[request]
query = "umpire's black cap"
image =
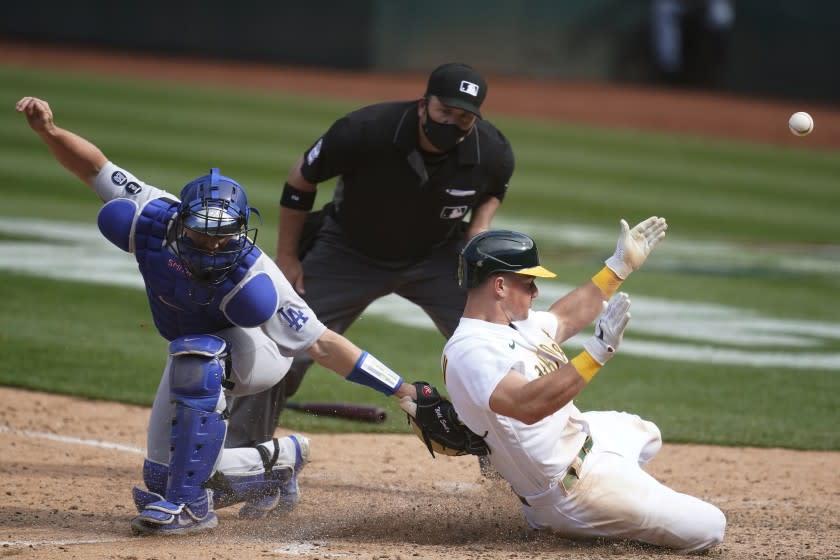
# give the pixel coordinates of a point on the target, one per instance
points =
(458, 85)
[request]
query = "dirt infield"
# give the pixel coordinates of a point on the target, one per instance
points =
(67, 465)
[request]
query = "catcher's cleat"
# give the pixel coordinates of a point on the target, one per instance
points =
(287, 496)
(487, 470)
(166, 518)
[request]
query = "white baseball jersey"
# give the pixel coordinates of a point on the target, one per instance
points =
(614, 497)
(475, 359)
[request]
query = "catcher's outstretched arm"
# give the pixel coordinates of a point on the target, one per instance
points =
(75, 153)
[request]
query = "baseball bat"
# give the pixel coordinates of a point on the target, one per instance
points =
(360, 413)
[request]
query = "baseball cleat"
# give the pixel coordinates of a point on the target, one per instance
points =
(287, 496)
(166, 518)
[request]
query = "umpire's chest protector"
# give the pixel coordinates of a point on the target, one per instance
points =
(179, 306)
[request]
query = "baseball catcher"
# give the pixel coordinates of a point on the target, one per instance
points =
(434, 420)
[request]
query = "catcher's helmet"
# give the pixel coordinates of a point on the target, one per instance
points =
(499, 251)
(211, 227)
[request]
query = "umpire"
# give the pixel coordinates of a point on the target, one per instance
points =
(415, 180)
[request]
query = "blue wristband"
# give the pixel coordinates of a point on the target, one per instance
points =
(372, 373)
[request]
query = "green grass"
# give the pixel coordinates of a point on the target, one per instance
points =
(771, 210)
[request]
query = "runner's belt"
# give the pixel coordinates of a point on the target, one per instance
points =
(572, 474)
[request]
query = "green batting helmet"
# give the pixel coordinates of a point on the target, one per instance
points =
(499, 251)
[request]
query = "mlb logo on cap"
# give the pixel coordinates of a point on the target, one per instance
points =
(458, 85)
(469, 87)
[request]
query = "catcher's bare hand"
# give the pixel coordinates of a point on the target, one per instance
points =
(434, 420)
(634, 245)
(38, 113)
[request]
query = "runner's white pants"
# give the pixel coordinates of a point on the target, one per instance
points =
(615, 498)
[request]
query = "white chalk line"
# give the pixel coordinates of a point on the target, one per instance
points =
(78, 441)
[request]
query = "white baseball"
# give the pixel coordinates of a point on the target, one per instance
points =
(801, 123)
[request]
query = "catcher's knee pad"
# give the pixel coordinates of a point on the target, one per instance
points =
(198, 428)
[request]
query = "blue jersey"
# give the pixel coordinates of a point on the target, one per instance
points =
(139, 218)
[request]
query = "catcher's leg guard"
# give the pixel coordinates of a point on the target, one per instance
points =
(198, 433)
(284, 498)
(155, 476)
(274, 488)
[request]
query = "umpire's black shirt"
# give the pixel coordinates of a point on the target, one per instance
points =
(392, 204)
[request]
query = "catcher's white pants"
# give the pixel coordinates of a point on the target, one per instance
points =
(615, 498)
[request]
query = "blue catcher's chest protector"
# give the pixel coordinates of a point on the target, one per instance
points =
(179, 306)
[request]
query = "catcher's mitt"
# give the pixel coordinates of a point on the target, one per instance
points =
(434, 420)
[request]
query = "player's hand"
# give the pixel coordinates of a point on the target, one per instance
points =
(634, 245)
(293, 271)
(609, 330)
(38, 113)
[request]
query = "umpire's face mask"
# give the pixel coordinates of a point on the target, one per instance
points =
(444, 137)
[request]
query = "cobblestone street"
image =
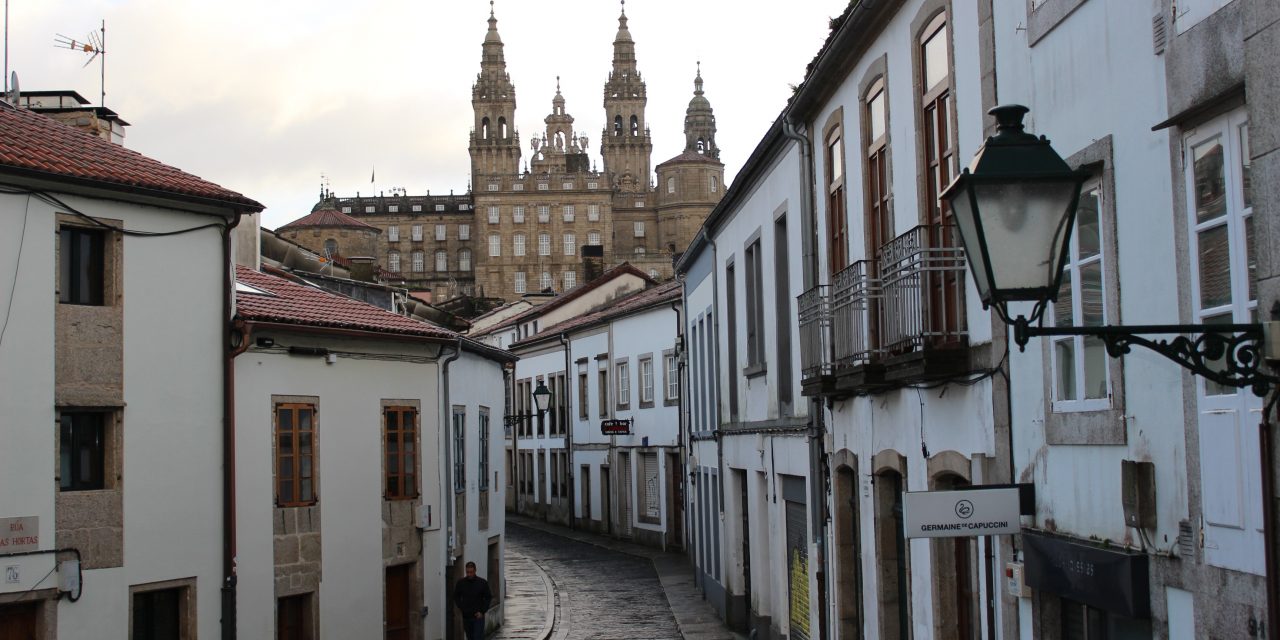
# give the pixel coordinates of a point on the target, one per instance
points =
(599, 593)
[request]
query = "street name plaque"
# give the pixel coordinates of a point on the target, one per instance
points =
(961, 512)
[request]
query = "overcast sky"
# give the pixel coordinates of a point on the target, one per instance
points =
(264, 96)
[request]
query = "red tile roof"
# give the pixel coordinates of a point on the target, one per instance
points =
(291, 302)
(328, 216)
(39, 146)
(654, 296)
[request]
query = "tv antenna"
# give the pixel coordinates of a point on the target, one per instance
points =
(94, 45)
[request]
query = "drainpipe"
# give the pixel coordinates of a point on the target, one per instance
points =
(681, 443)
(568, 432)
(817, 430)
(448, 448)
(228, 589)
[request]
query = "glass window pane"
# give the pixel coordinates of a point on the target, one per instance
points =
(1088, 238)
(876, 110)
(1215, 266)
(1065, 351)
(1091, 295)
(1212, 388)
(1095, 369)
(1210, 181)
(1246, 167)
(1251, 257)
(1064, 306)
(936, 67)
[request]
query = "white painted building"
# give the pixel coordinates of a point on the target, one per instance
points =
(368, 465)
(752, 506)
(896, 341)
(613, 362)
(113, 343)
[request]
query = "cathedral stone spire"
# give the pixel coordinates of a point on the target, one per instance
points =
(700, 122)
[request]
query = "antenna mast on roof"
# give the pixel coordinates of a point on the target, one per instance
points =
(95, 45)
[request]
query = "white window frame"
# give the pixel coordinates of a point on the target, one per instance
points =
(1072, 269)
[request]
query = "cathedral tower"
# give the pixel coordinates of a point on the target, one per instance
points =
(625, 144)
(494, 144)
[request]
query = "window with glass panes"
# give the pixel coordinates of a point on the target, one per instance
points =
(295, 455)
(400, 447)
(1221, 220)
(1079, 361)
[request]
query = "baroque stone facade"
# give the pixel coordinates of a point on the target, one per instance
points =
(524, 229)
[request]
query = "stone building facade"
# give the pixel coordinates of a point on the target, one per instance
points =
(522, 228)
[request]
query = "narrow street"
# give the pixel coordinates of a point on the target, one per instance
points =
(567, 585)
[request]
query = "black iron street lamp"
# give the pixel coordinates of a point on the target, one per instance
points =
(1014, 208)
(542, 398)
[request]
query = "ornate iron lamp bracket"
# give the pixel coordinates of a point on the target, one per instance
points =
(1229, 355)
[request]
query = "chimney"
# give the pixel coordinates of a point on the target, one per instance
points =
(593, 261)
(362, 268)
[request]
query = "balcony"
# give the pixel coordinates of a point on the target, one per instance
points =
(922, 312)
(854, 302)
(816, 371)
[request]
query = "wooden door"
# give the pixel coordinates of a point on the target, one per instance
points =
(397, 602)
(18, 621)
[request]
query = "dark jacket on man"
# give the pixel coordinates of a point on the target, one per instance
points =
(471, 595)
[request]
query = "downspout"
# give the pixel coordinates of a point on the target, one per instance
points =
(229, 351)
(568, 433)
(818, 428)
(448, 446)
(681, 443)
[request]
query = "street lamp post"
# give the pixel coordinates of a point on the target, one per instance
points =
(1015, 206)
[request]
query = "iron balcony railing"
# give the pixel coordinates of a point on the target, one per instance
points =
(922, 291)
(853, 292)
(814, 333)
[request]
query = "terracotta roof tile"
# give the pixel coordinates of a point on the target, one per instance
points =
(291, 302)
(41, 146)
(328, 218)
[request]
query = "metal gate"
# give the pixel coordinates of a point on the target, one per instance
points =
(798, 570)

────────────────

#### [POLECENIE]
Policz wiersze danych zawierające ciąg "roof", przy czym wielkość liter ma znaczenie. Podaj wyłącznie liczbę.

#### [ODPOWIEDŹ]
3